● Work instruction
Each time a line of the listing holds "green", copy that line.

┌──

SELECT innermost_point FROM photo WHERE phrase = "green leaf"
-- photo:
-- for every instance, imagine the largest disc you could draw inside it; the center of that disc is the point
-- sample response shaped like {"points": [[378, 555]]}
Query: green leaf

└──

● Solution
SELECT innermost_point FROM photo WHERE phrase = "green leaf"
Query: green leaf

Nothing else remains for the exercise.